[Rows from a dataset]
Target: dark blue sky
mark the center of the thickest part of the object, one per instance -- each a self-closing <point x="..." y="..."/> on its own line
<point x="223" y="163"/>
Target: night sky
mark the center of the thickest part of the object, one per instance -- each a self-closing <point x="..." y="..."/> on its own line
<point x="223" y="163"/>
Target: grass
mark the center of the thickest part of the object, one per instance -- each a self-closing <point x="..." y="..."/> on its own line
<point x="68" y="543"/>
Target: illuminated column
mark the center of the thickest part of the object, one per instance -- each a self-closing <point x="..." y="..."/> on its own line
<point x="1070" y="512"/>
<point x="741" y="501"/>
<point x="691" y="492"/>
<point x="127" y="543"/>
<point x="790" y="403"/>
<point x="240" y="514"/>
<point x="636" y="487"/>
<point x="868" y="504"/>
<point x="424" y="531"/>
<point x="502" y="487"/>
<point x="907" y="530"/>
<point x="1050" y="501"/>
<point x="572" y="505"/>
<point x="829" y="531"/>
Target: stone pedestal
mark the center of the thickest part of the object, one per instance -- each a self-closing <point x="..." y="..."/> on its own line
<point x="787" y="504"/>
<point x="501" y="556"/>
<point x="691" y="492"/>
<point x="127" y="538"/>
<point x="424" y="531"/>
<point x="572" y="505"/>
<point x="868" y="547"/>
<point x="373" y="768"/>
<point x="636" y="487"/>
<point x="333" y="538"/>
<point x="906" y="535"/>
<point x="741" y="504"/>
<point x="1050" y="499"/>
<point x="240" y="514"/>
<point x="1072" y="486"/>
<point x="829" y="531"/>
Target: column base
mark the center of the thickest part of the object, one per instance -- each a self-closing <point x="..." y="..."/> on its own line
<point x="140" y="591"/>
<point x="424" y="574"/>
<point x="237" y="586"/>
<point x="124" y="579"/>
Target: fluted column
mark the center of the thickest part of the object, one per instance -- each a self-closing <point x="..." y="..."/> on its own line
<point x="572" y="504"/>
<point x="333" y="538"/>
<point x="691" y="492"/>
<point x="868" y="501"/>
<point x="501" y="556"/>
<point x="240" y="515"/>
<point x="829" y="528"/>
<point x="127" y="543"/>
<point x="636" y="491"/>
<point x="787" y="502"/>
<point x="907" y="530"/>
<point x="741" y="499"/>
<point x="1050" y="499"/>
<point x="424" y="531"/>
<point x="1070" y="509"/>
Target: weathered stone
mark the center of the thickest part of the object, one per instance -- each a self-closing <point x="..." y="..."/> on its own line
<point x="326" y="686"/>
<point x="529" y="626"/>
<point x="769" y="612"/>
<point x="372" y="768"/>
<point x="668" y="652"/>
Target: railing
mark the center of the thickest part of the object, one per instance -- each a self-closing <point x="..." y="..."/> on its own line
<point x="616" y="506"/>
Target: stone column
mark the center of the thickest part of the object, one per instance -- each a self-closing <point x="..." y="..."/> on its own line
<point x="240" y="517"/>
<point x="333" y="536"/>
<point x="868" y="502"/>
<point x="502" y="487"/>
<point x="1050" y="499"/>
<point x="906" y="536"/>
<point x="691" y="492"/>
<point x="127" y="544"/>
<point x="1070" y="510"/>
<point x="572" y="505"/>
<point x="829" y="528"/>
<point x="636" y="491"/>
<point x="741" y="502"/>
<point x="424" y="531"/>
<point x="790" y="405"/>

__Written problem__.
Copy everything from the line containing "Target: railing" down to the end of the records, keeping every line identical.

__Task output__.
Target: railing
mark the center of the thickest part of the object, one per instance -- each a self-closing <point x="..." y="..."/> on its own line
<point x="616" y="506"/>
Target: stone column
mark the center of the thickest part of the object, one per instance -- each a self-closing <point x="..." y="..."/> on its own line
<point x="240" y="517"/>
<point x="333" y="536"/>
<point x="868" y="502"/>
<point x="502" y="487"/>
<point x="1050" y="499"/>
<point x="906" y="536"/>
<point x="691" y="492"/>
<point x="127" y="544"/>
<point x="1070" y="510"/>
<point x="572" y="505"/>
<point x="829" y="528"/>
<point x="636" y="491"/>
<point x="741" y="502"/>
<point x="424" y="531"/>
<point x="790" y="405"/>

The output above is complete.